• **AIM**
Count the lines in the records below that contain the word "left", and give only that number.

• **ROWS**
□ □ □ □

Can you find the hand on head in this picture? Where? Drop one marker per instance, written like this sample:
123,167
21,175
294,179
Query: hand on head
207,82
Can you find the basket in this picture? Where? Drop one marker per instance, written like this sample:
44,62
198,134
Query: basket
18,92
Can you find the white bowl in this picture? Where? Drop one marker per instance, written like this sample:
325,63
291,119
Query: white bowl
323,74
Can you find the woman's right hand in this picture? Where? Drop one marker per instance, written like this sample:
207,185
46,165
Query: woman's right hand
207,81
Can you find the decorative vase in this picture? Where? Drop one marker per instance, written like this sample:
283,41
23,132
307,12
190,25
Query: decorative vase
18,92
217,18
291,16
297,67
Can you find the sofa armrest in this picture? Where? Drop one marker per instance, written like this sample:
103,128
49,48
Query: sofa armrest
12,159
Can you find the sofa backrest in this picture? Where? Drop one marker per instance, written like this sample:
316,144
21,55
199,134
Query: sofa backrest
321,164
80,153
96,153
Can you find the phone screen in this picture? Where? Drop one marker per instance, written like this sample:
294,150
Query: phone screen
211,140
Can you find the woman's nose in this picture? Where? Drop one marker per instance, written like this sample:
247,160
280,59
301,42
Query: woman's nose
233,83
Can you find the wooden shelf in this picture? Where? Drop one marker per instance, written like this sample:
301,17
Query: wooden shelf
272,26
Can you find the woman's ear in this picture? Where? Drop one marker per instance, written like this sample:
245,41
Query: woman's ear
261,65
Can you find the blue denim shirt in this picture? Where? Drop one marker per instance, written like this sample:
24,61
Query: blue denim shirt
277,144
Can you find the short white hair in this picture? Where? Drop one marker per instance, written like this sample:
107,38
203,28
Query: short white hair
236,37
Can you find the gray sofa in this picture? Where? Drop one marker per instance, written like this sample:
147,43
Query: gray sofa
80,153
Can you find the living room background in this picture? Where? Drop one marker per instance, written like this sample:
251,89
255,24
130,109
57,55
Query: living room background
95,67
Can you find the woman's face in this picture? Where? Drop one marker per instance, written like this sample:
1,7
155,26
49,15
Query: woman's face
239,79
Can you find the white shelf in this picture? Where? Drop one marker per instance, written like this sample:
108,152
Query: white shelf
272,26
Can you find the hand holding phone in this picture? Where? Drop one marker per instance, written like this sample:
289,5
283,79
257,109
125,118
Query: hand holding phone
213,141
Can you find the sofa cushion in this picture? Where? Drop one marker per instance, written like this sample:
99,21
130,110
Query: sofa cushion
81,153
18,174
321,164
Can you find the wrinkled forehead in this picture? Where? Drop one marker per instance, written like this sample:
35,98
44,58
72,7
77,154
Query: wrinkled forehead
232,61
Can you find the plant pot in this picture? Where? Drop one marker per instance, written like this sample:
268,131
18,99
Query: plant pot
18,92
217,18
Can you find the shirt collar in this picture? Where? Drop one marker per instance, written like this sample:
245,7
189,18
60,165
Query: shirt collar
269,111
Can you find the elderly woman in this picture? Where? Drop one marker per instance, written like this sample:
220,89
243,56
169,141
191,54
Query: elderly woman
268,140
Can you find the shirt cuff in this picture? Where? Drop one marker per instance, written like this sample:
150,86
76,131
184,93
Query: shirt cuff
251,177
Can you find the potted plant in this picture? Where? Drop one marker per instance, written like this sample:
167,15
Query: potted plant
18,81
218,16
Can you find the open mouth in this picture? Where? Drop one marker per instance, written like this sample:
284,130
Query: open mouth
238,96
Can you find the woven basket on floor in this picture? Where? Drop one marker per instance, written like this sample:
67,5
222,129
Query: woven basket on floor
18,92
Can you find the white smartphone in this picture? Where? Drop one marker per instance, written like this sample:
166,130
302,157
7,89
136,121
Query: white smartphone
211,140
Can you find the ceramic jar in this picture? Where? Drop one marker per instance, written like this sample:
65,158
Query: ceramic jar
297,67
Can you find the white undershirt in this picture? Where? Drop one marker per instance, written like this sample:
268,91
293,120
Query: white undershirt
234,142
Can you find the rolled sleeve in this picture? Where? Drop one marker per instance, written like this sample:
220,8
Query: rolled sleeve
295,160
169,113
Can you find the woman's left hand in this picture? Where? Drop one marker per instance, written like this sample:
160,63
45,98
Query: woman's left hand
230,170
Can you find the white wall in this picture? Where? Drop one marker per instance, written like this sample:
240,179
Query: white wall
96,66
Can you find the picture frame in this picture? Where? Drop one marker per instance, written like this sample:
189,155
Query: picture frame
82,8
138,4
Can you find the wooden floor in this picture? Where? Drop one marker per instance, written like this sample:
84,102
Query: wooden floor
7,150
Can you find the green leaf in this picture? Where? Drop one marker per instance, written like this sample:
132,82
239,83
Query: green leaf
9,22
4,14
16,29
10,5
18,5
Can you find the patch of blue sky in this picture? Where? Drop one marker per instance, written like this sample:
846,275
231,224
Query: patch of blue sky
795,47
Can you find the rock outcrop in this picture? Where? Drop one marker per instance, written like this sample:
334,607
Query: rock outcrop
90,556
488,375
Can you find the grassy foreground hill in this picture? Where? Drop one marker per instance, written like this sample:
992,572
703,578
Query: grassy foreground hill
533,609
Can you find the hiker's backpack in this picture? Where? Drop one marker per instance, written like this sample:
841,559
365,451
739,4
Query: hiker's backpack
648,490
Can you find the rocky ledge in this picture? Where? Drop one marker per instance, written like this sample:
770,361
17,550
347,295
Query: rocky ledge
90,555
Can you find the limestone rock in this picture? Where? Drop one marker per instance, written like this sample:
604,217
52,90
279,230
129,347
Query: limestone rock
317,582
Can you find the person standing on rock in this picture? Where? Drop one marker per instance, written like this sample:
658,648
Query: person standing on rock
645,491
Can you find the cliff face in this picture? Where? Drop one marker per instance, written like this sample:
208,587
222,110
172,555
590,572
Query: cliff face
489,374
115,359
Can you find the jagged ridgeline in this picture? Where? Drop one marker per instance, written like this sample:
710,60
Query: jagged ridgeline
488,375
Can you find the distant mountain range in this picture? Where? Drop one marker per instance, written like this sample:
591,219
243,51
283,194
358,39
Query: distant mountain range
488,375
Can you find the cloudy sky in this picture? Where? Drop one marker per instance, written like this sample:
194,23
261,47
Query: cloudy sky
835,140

□ □ □ □

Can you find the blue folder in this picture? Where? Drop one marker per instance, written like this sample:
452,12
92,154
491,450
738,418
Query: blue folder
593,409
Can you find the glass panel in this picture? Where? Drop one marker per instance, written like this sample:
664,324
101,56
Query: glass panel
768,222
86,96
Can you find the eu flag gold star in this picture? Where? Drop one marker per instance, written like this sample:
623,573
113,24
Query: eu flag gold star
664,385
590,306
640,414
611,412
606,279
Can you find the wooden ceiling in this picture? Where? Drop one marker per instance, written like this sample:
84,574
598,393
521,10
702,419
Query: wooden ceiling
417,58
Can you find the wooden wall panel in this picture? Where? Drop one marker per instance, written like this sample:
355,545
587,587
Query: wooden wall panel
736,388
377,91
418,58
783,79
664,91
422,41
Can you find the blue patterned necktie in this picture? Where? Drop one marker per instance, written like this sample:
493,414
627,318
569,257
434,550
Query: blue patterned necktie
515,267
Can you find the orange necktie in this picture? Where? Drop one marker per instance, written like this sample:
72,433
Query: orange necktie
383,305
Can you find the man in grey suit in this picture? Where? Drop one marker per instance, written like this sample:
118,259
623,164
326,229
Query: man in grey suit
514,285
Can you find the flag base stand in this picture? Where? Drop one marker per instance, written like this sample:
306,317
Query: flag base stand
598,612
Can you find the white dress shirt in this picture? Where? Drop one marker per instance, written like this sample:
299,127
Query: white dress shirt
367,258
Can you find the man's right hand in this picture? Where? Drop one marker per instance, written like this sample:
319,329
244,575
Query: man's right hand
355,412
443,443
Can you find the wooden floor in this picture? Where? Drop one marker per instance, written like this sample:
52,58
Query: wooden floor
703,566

□ □ □ □

• **CORRECT RESPONSE**
2